─── RECORDED INFORMATION

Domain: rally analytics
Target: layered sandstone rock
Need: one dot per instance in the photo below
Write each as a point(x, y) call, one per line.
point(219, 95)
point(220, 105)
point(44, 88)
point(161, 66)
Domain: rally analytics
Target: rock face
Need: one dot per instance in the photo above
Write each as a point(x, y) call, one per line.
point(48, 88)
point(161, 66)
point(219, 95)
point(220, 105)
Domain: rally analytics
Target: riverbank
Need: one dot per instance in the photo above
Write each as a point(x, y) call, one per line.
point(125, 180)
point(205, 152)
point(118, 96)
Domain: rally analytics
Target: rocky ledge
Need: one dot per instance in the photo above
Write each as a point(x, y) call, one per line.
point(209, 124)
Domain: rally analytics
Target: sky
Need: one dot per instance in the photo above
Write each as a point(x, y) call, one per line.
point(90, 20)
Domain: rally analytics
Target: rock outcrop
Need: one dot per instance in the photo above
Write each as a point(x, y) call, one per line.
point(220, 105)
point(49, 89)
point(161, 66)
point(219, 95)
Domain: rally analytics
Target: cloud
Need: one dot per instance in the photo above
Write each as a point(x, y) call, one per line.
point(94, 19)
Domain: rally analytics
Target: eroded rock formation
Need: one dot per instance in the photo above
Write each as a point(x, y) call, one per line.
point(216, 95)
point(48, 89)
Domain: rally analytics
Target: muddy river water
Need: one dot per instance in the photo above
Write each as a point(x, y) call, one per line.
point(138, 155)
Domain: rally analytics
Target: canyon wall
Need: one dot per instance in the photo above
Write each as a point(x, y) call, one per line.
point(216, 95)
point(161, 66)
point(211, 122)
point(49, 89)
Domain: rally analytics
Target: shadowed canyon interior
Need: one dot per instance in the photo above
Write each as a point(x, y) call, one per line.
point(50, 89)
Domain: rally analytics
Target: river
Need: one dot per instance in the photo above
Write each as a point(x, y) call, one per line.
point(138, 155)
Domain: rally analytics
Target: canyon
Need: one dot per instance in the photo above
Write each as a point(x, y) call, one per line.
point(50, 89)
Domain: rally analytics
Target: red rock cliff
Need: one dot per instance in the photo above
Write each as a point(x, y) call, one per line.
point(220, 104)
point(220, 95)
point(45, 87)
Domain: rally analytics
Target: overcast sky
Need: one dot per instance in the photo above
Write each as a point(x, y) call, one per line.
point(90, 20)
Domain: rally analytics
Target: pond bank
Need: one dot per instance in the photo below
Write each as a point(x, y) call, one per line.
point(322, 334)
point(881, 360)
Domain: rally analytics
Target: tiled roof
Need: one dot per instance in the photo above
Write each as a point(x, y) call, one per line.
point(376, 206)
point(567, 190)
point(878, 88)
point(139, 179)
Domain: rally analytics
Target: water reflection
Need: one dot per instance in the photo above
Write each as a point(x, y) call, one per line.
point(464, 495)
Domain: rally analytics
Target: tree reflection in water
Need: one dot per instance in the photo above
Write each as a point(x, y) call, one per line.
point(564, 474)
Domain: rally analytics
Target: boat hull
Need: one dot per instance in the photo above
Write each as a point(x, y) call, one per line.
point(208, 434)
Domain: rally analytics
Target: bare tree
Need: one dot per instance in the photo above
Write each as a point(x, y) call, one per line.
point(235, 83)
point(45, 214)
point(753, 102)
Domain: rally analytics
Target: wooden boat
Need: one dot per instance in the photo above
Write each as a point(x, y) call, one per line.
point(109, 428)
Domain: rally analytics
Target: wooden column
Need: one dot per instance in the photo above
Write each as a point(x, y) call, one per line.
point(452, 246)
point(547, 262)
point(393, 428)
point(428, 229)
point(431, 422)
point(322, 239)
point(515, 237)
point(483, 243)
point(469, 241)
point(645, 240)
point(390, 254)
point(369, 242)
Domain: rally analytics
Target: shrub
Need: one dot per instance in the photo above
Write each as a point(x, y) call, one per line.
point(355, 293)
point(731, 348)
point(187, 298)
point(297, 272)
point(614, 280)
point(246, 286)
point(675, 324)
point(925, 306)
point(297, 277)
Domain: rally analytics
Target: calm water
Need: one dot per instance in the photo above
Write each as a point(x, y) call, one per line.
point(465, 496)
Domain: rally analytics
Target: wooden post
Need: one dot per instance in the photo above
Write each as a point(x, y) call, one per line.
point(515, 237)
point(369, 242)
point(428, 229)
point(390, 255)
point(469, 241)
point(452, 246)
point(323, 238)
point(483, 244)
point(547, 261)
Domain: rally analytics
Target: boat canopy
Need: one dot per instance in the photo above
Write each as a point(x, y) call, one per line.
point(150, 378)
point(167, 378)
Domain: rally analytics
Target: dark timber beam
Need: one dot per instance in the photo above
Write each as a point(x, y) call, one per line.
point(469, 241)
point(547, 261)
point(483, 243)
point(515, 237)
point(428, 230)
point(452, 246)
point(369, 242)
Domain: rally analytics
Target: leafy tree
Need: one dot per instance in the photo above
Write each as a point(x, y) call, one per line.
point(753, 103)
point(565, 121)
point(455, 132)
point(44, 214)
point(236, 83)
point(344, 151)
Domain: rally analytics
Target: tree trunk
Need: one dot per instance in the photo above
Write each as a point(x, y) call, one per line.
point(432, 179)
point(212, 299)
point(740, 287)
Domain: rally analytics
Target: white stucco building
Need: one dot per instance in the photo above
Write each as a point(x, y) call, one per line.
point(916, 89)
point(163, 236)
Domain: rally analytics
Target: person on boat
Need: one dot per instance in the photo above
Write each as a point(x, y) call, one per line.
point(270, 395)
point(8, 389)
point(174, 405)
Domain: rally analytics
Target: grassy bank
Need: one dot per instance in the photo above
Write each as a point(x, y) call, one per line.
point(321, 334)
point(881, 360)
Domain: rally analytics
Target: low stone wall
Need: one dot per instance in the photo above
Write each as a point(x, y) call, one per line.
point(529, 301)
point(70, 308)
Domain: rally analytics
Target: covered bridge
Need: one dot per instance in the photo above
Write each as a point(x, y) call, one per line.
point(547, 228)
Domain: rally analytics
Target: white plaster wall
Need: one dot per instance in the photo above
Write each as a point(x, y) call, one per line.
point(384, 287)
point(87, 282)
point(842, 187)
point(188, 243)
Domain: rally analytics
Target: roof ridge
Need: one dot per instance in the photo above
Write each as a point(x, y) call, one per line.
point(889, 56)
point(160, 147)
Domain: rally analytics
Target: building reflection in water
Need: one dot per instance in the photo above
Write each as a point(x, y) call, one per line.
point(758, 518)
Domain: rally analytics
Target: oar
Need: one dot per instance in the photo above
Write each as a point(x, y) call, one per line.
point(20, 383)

──────

YOUR TASK: In the records, find every line that has the string "white" and copy it.

ANSWER TO THE PROBLEM:
Target: white stucco building
Target: white plaster wall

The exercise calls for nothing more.